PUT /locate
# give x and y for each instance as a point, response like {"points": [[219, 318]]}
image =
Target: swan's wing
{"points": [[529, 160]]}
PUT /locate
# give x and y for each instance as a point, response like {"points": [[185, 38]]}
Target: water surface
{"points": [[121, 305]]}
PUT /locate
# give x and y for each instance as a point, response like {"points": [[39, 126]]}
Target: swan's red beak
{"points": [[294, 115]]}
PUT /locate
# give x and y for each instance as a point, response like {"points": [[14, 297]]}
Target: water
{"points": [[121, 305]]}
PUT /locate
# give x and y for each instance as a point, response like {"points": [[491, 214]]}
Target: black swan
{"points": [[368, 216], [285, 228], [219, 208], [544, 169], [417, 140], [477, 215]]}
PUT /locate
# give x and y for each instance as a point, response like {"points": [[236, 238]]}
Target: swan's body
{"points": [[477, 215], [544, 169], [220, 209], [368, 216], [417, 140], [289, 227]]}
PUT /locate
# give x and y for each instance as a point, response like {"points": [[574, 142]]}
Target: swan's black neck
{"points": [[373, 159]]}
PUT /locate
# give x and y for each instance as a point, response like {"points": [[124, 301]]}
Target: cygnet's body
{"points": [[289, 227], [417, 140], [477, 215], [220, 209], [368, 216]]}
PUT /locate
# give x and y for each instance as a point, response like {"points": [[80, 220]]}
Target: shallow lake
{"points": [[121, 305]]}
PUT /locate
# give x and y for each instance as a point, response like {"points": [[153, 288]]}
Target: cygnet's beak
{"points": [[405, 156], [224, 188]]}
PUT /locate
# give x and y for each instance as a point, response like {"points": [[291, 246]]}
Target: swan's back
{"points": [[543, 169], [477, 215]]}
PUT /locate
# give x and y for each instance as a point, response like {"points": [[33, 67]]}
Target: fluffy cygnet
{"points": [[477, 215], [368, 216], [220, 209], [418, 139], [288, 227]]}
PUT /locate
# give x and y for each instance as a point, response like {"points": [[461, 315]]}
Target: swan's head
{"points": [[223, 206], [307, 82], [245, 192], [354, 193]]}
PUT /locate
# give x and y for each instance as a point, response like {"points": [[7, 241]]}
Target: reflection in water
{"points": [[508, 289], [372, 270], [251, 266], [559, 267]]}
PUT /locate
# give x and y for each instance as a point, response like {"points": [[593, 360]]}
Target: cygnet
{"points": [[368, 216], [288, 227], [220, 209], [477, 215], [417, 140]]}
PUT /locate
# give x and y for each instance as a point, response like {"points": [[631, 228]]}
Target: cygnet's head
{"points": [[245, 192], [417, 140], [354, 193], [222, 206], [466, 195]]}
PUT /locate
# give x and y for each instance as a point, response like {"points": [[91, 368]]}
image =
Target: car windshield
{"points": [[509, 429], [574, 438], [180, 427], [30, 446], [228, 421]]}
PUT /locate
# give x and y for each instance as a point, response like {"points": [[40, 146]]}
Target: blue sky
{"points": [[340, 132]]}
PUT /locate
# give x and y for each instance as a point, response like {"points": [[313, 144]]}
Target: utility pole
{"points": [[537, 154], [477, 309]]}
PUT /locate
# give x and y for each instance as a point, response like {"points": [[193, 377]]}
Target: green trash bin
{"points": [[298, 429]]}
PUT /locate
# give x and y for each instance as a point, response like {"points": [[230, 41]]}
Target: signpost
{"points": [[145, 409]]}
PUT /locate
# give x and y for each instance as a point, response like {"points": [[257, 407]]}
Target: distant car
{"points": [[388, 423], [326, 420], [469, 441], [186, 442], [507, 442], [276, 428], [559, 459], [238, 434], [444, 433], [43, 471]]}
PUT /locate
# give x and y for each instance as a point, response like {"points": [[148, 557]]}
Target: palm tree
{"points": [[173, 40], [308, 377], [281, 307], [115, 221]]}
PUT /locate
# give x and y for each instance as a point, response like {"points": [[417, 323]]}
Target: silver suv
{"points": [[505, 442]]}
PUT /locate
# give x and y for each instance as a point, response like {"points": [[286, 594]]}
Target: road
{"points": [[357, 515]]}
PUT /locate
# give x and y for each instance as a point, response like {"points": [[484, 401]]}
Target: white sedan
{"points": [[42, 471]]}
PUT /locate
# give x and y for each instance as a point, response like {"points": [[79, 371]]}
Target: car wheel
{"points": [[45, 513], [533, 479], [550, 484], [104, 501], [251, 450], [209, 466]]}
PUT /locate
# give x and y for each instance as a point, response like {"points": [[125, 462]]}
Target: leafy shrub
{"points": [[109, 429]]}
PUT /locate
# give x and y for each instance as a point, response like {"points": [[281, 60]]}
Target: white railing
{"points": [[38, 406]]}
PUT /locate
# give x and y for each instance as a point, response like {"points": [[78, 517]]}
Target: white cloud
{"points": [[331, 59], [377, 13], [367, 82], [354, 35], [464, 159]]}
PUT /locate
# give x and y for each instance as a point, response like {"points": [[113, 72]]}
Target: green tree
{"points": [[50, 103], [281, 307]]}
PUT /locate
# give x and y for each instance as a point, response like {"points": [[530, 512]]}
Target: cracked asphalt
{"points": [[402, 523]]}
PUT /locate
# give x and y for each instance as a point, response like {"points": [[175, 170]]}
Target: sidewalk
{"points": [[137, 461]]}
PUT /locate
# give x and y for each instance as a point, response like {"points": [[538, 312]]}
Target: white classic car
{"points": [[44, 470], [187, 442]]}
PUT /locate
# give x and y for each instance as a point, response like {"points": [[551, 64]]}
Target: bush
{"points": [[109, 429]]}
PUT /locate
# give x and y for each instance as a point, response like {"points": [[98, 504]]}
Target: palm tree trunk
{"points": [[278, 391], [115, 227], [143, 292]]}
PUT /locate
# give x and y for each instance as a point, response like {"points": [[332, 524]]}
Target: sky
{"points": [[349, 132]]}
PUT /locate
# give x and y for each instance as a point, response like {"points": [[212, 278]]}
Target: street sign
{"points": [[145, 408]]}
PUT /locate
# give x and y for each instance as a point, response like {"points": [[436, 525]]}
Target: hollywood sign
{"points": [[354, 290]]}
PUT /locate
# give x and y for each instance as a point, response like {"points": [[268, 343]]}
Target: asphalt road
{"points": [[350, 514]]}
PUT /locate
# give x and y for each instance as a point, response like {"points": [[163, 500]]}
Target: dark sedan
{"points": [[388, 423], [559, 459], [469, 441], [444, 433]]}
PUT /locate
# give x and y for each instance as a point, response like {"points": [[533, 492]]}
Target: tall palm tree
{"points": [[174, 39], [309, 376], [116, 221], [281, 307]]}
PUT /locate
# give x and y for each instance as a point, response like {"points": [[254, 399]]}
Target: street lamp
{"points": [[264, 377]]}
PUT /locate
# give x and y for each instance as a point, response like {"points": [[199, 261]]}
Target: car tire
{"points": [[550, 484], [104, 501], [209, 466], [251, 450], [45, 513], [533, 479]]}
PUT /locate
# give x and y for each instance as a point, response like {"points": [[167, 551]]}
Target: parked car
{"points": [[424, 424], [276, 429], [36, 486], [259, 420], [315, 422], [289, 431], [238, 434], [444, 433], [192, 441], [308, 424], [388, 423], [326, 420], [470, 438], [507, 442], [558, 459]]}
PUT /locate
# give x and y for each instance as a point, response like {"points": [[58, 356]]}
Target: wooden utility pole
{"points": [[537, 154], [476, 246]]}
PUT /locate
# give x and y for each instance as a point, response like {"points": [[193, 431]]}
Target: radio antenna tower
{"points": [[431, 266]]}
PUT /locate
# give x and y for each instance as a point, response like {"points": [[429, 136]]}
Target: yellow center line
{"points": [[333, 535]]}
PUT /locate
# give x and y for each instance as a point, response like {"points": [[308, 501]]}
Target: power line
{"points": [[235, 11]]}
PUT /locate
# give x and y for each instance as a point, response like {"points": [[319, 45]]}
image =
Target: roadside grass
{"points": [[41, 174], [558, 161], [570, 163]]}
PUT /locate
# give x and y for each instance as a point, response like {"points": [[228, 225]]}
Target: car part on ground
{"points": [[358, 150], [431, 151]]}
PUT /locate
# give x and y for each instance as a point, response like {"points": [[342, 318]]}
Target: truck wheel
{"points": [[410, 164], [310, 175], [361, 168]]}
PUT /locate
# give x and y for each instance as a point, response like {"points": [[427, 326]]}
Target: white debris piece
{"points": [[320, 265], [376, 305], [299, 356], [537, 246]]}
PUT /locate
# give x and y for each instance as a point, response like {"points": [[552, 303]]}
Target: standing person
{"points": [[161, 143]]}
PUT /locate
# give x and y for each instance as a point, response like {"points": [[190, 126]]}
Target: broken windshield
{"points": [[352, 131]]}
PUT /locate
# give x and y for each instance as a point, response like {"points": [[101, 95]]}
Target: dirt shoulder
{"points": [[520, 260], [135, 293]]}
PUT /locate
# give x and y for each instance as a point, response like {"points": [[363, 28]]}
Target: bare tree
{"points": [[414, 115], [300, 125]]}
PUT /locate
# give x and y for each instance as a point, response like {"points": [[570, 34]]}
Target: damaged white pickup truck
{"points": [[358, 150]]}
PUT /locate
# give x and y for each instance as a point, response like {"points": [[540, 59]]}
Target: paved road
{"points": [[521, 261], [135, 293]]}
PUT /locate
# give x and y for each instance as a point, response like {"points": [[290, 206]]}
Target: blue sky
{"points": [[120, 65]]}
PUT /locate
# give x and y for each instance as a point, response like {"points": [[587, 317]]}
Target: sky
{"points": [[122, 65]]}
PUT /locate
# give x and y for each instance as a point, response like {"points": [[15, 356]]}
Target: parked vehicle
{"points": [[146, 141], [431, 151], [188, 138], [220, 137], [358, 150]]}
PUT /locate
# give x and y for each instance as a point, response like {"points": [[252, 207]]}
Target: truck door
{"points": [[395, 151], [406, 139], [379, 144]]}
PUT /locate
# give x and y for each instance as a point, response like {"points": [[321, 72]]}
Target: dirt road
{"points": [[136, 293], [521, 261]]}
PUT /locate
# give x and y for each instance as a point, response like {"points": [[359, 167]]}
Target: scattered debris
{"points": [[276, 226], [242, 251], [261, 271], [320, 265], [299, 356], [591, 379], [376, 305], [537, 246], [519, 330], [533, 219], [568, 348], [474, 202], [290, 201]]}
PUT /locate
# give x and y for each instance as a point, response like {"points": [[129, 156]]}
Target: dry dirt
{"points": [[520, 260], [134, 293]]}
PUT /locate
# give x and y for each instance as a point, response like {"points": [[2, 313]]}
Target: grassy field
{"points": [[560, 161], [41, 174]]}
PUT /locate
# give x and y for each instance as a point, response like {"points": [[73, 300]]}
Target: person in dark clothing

=== ЧТО ТРЕБУЕТСЯ ===
Покажите все строки данных, в которых встречается слово "street". Регистр букв учитывается.

=== ВЫПОЛНЕННОЕ ЗАДАНИЕ ===
Target: street sign
Target: street lamp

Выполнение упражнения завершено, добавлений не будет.